◆ Work item:
Please find every line in the entries below that contains the string "surfer", and copy it.

◆ Task data:
+ + + +

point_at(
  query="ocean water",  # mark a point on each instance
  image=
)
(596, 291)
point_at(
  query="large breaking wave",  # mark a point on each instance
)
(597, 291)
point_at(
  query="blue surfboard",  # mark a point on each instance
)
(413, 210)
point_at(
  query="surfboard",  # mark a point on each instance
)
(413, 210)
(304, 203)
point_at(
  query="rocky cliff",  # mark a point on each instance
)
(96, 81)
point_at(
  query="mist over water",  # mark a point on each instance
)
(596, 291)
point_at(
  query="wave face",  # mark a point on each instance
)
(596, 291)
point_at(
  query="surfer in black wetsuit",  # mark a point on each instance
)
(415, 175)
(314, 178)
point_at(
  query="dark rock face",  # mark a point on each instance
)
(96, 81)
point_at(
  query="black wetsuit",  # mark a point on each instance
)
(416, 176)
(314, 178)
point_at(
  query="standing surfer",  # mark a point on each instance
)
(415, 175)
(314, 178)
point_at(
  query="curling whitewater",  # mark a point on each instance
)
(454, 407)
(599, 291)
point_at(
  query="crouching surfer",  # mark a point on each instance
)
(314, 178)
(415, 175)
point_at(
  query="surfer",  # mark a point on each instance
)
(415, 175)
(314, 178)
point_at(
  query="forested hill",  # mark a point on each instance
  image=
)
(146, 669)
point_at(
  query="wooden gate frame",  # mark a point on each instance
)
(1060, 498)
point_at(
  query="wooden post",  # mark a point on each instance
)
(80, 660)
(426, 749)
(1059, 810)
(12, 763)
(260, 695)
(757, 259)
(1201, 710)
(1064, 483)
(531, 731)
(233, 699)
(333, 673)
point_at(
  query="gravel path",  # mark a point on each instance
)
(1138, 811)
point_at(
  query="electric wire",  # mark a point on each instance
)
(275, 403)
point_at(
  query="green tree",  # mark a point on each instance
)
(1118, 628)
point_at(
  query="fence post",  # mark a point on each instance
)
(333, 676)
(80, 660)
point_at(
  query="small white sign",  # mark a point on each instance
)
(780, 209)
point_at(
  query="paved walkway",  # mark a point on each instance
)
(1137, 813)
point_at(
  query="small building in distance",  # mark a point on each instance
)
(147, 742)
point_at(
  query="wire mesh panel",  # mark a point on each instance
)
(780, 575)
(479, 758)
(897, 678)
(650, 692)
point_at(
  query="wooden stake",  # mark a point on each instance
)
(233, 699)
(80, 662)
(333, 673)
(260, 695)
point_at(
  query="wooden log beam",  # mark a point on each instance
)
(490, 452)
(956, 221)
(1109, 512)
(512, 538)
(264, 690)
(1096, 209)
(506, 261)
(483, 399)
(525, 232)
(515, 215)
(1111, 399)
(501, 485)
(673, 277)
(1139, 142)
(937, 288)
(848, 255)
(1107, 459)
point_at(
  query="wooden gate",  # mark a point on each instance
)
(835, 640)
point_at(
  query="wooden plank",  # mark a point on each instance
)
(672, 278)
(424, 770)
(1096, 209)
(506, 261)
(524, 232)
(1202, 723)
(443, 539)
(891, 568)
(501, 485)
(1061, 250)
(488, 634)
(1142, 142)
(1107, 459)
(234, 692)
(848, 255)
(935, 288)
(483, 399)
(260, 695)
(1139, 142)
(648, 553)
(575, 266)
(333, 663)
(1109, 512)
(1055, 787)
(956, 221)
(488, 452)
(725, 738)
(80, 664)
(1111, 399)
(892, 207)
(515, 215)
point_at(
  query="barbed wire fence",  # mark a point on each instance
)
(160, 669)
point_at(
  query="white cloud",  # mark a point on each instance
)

+ + + +

◆ Task output:
  query="surfer in black wetsuit",  # mark a point on each instance
  query="standing surfer",  # mark a point on each instance
  query="crouching surfer",  # mark a point on each instance
  query="surfer",  # mark a point on each instance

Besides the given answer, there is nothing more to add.